# Pushing out to the 250 foot mark



## Harbison (Apr 18, 2012)

Pushing out to the 250 foot mark:
Tuesday, June 12, The Florida Fisherman, Hubbard's Marina, 'Pushes out to the 250 foot mark' in search of big American red snapper, red grouper, and scamp. Two hundred fifty feet, where the big boys play. 
It is going to be hot, very hot. Chef Tammy loads enough water and cold drinks for a small army. After all, hopefully, we will be fighting monsters, monsters out past the Middle Grounds. We must be well prepared for the battles to come. Twenty one ecstatic anglers and a crew of five are more than ready. One last thing, our dedicated crew loads hundreds of pounds of ice. Our catch will be iced to perfection. We are ready, more than ready, let's go!
John's Pass Bridge opens wide. Gosh! Madeira Beach is so beautiful, so popular, clear warm water, white sun bleached sandy beach. Kina hard to leave, but we are on a mission. We are going 'where the big boys play.' 
Joe, one of our very experienced mates, goes over every little detail, every thing we need to know for the battles to come. But! Hold on, Tammy is cooking, hurry up Joe. Philly steak, onions, peppers, what a life, what a way to begin our 39 hour assault. Boy! are we ever full, full and ready for a good night's sleep.

> _Problems and tasks_:
A) Decide whether each statement below agrees with the fishing trip post, answering yes or no for (i), (ii), and (iii) and quoting the words of the post that settle it. (i) The trip takes place on Tuesday, June 12. (ii) Twenty anglers are on board. (iii) Joe cooks the Philly steak.
B) Answer these questions from the fishing trip post.
(i) What depth mark does the boat push out to?
(ii) Which bridge opens as the boat leaves?
(iii) How many hours long is the assault said to be?
C) Reproduce the part of the fishing trip post between "It is going" and "ready, let's go!", inclusive.

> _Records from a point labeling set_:
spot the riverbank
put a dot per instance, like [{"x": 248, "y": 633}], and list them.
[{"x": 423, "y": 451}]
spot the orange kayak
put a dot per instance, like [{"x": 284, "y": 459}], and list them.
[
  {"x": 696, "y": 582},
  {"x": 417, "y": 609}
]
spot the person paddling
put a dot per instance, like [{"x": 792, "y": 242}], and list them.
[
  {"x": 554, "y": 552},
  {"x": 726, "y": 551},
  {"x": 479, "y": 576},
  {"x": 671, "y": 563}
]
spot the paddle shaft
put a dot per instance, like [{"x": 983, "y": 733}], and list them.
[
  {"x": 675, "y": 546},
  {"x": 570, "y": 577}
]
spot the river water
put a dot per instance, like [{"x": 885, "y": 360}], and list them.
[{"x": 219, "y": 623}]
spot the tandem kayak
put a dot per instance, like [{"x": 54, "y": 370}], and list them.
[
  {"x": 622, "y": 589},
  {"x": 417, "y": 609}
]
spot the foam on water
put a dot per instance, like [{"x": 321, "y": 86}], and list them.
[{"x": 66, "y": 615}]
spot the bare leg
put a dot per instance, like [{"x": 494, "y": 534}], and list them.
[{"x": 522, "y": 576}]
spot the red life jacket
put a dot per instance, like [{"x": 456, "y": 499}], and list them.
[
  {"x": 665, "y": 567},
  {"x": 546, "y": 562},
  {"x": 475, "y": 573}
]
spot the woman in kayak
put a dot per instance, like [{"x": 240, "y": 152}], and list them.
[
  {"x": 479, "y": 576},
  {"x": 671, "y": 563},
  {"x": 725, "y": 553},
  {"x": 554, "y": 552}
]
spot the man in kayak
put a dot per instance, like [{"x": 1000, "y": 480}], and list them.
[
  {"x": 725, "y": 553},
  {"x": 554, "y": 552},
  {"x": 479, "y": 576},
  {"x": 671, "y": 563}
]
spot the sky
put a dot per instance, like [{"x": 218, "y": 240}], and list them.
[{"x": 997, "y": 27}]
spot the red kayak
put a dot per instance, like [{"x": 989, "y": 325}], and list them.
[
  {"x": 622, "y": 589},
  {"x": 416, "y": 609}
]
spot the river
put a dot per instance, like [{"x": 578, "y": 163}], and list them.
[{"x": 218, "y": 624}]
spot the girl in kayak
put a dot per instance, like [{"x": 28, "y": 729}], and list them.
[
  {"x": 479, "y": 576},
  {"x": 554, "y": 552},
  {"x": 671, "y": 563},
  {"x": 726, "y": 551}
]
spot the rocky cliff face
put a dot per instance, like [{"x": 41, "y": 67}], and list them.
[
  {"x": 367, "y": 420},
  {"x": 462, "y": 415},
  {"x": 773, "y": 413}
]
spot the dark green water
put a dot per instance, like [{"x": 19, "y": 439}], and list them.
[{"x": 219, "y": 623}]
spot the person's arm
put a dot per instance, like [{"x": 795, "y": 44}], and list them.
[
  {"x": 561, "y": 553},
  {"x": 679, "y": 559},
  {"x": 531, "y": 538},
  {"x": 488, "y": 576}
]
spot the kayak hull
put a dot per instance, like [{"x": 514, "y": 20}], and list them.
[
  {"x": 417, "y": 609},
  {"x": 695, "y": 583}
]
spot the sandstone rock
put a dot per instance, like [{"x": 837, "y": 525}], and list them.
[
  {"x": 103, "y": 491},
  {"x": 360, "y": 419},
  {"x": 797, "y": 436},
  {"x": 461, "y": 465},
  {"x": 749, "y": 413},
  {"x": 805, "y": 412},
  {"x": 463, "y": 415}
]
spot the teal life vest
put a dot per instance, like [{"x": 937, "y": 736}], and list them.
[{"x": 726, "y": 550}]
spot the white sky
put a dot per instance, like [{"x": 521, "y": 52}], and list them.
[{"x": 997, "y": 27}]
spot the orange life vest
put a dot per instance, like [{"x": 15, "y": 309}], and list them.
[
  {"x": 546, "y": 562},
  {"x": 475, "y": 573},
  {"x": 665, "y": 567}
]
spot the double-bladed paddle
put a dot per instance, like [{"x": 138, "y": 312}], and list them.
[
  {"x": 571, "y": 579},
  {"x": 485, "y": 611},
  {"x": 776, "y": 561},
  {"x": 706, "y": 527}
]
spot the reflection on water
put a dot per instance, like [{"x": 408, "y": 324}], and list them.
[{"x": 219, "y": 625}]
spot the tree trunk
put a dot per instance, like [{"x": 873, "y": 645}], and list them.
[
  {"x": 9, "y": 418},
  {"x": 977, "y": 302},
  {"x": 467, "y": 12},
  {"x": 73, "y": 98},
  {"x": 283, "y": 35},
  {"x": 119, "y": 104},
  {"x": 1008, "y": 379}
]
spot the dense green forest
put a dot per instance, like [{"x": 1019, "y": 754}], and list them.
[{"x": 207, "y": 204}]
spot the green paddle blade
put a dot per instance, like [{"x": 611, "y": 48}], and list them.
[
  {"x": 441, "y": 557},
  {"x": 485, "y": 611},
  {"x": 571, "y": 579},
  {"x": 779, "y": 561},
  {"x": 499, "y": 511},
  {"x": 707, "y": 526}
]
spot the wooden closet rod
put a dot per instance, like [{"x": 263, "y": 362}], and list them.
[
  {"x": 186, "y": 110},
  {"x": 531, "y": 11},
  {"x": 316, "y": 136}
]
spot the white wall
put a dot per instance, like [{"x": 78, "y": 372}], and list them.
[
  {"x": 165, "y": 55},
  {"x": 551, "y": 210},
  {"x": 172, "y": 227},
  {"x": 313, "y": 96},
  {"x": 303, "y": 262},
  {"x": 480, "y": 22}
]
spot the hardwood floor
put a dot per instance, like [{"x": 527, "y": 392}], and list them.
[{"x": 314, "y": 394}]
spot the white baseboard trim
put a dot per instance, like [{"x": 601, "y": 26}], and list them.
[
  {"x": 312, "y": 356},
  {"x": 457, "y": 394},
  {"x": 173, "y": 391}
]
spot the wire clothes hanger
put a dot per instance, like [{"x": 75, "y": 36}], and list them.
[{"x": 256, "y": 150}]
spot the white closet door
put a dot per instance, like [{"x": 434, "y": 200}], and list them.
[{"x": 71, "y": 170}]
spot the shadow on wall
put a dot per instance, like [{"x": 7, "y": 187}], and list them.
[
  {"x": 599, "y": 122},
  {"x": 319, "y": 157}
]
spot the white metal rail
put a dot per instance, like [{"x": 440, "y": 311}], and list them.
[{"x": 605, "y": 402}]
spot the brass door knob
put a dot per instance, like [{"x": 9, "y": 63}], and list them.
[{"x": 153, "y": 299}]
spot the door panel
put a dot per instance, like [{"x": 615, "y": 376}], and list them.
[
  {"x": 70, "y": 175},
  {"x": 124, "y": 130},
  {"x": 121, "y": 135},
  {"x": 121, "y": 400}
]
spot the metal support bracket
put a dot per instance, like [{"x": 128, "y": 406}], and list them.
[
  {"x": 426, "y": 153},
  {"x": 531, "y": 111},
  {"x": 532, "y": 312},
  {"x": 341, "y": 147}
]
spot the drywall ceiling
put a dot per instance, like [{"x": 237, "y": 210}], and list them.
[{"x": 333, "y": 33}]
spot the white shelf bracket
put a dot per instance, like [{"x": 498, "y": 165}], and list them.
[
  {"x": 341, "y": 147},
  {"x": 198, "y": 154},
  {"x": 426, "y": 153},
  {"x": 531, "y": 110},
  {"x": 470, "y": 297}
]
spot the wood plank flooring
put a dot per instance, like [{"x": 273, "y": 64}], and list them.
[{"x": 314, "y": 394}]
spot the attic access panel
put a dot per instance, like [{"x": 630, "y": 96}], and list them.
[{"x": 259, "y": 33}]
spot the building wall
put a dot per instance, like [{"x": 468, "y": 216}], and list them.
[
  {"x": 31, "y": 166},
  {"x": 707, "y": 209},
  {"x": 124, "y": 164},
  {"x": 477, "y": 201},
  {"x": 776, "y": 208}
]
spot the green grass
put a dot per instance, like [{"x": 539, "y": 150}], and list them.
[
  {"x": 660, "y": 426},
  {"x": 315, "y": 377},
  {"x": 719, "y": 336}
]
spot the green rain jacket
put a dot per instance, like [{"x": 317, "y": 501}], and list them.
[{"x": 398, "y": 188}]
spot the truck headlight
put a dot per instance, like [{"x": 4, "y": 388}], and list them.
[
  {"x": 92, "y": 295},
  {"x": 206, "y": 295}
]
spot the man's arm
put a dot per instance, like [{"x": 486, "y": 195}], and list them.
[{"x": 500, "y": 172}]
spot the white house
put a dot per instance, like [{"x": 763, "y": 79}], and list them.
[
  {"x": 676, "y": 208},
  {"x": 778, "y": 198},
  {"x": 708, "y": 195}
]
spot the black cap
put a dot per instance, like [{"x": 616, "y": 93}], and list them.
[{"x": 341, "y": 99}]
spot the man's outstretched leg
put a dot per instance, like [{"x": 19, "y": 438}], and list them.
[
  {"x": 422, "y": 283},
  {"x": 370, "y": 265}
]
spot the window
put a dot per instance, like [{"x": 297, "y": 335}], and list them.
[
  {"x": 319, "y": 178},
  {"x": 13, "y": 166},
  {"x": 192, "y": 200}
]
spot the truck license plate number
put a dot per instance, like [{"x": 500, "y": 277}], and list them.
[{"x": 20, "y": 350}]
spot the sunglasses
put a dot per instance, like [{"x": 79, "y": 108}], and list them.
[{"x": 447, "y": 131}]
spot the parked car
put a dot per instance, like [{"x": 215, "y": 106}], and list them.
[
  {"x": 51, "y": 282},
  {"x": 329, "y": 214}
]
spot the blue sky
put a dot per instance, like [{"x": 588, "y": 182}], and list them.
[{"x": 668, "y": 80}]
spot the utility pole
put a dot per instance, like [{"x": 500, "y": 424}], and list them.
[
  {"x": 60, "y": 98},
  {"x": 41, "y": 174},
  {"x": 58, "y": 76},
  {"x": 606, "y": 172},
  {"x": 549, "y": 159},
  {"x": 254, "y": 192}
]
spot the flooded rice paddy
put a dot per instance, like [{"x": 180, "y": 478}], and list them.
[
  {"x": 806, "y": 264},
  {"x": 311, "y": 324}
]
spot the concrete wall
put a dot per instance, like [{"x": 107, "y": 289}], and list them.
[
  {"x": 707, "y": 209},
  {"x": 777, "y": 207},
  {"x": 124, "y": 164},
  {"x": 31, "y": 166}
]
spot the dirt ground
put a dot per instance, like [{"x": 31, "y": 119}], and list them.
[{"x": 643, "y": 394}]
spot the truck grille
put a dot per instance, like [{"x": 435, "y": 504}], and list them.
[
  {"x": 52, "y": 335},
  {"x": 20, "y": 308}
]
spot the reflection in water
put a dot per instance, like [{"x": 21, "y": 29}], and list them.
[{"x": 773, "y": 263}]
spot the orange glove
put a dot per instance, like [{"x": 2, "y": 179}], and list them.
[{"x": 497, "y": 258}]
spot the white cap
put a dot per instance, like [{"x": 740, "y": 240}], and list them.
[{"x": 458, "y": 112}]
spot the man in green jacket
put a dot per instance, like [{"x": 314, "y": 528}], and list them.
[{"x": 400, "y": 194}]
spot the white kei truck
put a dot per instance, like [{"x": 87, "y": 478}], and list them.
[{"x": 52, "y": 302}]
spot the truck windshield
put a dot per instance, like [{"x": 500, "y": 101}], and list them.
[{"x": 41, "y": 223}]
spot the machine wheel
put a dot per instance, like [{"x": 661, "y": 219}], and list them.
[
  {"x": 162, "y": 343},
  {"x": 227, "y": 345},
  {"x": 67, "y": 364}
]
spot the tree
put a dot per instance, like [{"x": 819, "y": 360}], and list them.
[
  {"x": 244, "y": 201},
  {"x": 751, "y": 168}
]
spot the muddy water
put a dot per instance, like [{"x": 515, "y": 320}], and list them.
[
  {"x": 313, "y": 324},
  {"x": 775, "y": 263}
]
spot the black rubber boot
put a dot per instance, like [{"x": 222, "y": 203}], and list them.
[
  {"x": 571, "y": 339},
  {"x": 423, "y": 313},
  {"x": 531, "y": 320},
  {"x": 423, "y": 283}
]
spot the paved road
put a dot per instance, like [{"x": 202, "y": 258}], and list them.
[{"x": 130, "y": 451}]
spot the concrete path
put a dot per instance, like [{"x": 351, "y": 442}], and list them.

> _Answers to each task_:
A)
(i) Yes: "Tuesday, June 12"
(ii) No: "Twenty one ecstatic anglers and a crew of five"
(iii) No: "Tammy is cooking"

B)
(i) The 250 foot mark.
(ii) John's Pass Bridge.
(iii) 39 hours.

C)
It is going to be hot, very hot. Chef Tammy loads enough water and cold drinks for a small army. After all, hopefully, we will be fighting monsters, monsters out past the Middle Grounds. We must be well prepared for the battles to come. Twenty one ecstatic anglers and a crew of five are more than ready. One last thing, our dedicated crew loads hundreds of pounds of ice. Our catch will be iced to perfection. We are ready, more than ready, let's go!